Goal
Rewrite everything from the line containing "Please point out the grey" down to the end of the rows, replacing "grey" with "gray" and leaving all else unchanged.
** START Entries shown **
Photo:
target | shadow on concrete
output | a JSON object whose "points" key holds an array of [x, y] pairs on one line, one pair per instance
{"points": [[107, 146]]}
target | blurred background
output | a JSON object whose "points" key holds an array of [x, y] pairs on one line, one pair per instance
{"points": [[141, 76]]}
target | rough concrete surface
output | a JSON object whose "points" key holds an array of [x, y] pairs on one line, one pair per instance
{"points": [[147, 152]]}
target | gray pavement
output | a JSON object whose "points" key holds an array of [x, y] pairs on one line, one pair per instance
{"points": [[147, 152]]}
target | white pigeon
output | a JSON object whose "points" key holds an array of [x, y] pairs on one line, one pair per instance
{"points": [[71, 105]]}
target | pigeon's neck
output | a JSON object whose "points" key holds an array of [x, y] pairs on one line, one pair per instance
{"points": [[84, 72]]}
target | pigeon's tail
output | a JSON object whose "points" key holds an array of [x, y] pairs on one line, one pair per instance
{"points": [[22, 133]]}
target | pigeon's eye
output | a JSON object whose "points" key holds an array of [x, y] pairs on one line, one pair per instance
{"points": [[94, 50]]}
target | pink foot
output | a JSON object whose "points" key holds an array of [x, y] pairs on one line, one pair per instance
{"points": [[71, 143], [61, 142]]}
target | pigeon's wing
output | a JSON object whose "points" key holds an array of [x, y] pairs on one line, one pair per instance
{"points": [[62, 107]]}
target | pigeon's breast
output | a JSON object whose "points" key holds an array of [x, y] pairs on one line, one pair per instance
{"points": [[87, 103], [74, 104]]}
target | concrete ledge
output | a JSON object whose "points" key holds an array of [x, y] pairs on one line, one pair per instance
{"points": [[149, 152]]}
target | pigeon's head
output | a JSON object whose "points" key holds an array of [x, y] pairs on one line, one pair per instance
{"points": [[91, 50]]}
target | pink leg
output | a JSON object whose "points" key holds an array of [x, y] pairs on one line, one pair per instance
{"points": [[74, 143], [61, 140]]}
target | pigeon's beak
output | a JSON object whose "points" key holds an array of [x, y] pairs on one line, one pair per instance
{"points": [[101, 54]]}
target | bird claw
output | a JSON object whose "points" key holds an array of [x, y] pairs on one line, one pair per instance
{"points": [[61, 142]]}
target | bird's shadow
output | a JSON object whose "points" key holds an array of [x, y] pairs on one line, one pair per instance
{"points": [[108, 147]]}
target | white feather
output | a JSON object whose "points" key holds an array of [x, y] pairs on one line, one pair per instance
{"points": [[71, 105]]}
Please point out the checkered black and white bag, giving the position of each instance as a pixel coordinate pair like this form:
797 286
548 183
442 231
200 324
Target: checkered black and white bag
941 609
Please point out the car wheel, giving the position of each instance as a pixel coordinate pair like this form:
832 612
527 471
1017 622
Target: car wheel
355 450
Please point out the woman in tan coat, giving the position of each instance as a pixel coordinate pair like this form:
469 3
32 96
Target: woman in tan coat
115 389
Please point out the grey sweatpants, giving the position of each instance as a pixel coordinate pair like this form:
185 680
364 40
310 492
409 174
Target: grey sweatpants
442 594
** END Entries shown **
Solution to the problem
Please point out the gray sweatpants, giving the position of each instance as a pixel coordinate pair like this form:
185 680
364 40
310 492
409 174
Target: gray sweatpants
442 594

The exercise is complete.